**Extract provided:**
##########

The inquiry also heard that the Department of Communications and the Arts had commissioned some modelling of the potential economic gains arising from improving Telstra's labour and capital efficiency.

This built on work done previously by EPAC and the Industry Commission and suggests that there are some significant potential gains to the wider Australian economy simply through improving Telstra's technical efficiency—that is, without taking account of likely changes to service offerings. This work was summarised as follows: for labour, efficiency gains of 15 per cent, 30 per cent and 45 per cent were modelled for the communications sector as a whole. These correspond to improving Telstra's ratio of access lines per employee to about 160, 190 and 220 respectively, adjusted for Telstra's market share.

For capital, efficiency gains of zero, 10 per cent and 20 per cent were modelled. Notably, the middle case scenario—a 30 per cent gain in labour efficiency and a 10 per cent gain in capital efficiency spread over four years—indicated the following. Private consumption, which is an indicator of living standards, would increase by $1.7 billion or a permanent 0.6 per cent gain. There would be an 11 per cent fall in the long run price of communications services. An associated gain in the economy wide GDP peaking at 0.5 per cent—that is, $2.4 billion—by the year 2002-3 would moderate to 0.35 per cent—or $1.7 billion—in the long run and on a continuing basis.

A decline in employment in the communications sector of 17.5 per cent would be offset by increases in other sectors in the long run. The economy wide gain would be $3 per employee per week in 1995-96 prices. Allowing for the limits of modelling of this type, there are clearly significant benefits to the economy, businesses and consumers from increased efficiency in Telstra and the communications sectors generally.

Clearly, there are very real benefits for the economy as a whole from improving Telstra's efficiency because of Telstra's importance in the telecommunications sector and the significance of telecommunications to other sectors. The benefits of efficiency gains in Telstra will permeate virtually every area of economic and community activity.

The telecommunications industry is the star performer in the Australian economy. As I have mentioned, the industry is currently growing at around 18.1 per cent or five times the growth of GDP. But this performance needs to be put in context; otherwise we may be tempted to agree with the opposition's approach of sitting back and not making any preparation for the future.

Telecommunications is a growth industry world wide. This technology plus—and I emphasise the `plus'—efficiency gain is driving this rapid growth. In Australia we are receiving some of the benefits of technology improvement, but we are not getting the gain from efficiency. In short, while this result is good, it is not as good as it could be.

Telstra, as the major player in the industry, must pull its weight. By being less efficient than it could be, it is effectively constraining the potential of the rest of the sector. Achieving efficiency in Telstra is, therefore, vitally important to the entire telecommunications sector and the growth that has been achieved in recent years will be further assisted by an improved performance by Telstra.

I turn now to the benefits for the home. This debate is not just about the effect on business and cold hard numbers; it is also about the quality of people's lives. Telecommunications services are an integral part of our home life in terms of both conducting our personal daily business and keeping in touch with friends and family. All those in the chamber tonight—


Senator West —That only indicates how confused you are.


Senator CRANE —I am not confused at all, I was initially to deliver this speech tomorrow night. I will correct myself. All of those in the chamber today would be aware of how they are increasingly making use of communications technology to make the duties of office more manageable and to maintain contact with family and friends. Can you imagine the difficulty you would face in not having a fax machine, an answering machine or even a mobile phone available? Very shortly we will be equally reliant on the Internet access to conduct business and communicate with family members.

##########

**Data shown:**
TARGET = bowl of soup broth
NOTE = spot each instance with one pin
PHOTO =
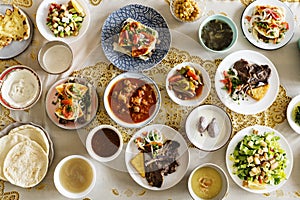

##########

**Your objective:** List the labour efficiency gains that the speech on Telstra's efficiency says were modelled for the communications sector as a whole.

**Response:**
- 15 per cent
- 30 per cent
- 45 per cent